> Aim of the task
Take each line in the entries below that holds "Could" and show it.

> Given data
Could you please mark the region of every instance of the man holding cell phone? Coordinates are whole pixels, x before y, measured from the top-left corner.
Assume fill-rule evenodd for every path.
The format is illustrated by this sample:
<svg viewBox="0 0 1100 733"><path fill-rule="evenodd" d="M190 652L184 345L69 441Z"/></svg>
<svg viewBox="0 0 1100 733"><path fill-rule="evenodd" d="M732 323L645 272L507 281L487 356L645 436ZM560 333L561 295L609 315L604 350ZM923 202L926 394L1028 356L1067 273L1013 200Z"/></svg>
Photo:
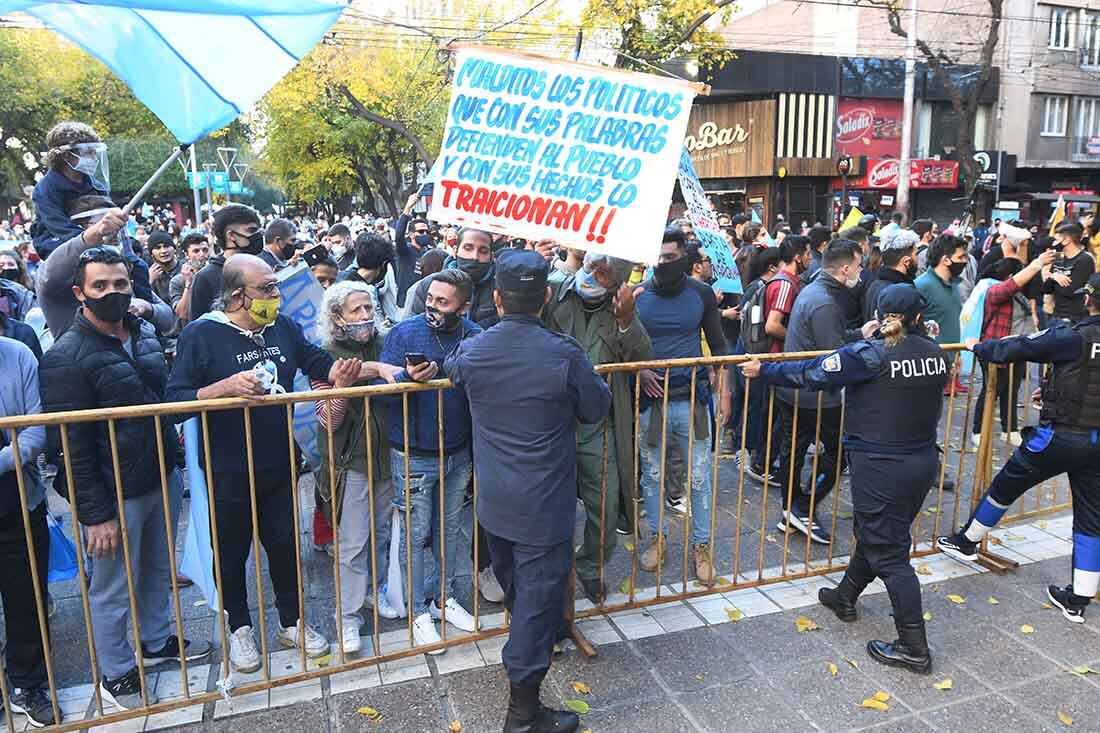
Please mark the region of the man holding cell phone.
<svg viewBox="0 0 1100 733"><path fill-rule="evenodd" d="M380 360L402 367L398 382L427 382L439 374L444 358L466 338L481 332L466 312L473 282L461 270L437 273L428 286L424 313L401 321L386 336ZM443 390L443 416L435 391L412 392L408 412L402 395L379 395L387 402L387 439L394 485L394 506L401 516L399 555L406 582L401 591L413 615L413 640L417 646L440 641L433 619L443 616L462 631L474 631L473 616L454 598L459 521L466 483L472 471L470 454L470 406L460 389ZM443 460L439 458L440 426L443 430ZM442 463L442 466L440 465ZM440 469L442 468L442 482ZM443 492L442 532L437 515ZM435 581L425 582L424 547L431 538L432 554L441 565L447 557L446 578L441 592ZM446 544L443 544L446 543ZM411 550L411 552L410 552ZM408 596L412 587L412 598ZM429 604L425 597L435 597ZM439 649L431 652L441 654Z"/></svg>

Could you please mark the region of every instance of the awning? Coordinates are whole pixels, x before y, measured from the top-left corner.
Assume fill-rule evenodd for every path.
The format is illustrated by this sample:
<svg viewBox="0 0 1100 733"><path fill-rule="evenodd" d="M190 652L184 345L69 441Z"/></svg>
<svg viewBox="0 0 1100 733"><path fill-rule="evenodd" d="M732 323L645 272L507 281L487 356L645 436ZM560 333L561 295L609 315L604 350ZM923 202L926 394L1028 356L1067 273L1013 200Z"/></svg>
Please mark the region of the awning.
<svg viewBox="0 0 1100 733"><path fill-rule="evenodd" d="M1034 201L1057 201L1061 196L1064 201L1072 201L1078 204L1100 204L1100 196L1094 193L1029 193L1024 194Z"/></svg>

> Answer area
Could you please mark the region of every instance of the man holding cell phone? Coordinates are whole pixels, x before y, measured from the top-left corner.
Could you please mark the region of every instance of the awning? Coordinates are whole pixels, x before y, measured from the top-left corner.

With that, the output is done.